- THE PROBLEM -
Copy the rows below line for line, keeping every character unchanged.

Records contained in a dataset

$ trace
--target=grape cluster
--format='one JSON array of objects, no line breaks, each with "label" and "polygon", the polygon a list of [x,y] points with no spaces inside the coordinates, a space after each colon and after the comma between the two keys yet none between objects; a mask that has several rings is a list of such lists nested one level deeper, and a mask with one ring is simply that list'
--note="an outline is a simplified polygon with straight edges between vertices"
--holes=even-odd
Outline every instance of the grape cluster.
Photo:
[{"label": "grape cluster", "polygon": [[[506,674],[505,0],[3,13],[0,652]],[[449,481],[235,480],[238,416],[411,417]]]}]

- ANSWER TO THE EXERCISE -
$ trace
--target=grape cluster
--format='one JSON array of objects, no line breaks, each with "label" and "polygon", the polygon a list of [x,y] points with no spaces inside the coordinates, a space after each colon and after the comma between the two keys yet none between objects; a mask that has several rings is a list of such lists nested one level deeper, and a mask with one ring is simply that list'
--note="an outline is a simplified polygon with straight edges between vertices"
--holes=even-odd
Outline every instance of the grape cluster.
Photo:
[{"label": "grape cluster", "polygon": [[[506,674],[505,0],[3,13],[0,652]],[[449,481],[235,480],[238,416],[411,417]]]}]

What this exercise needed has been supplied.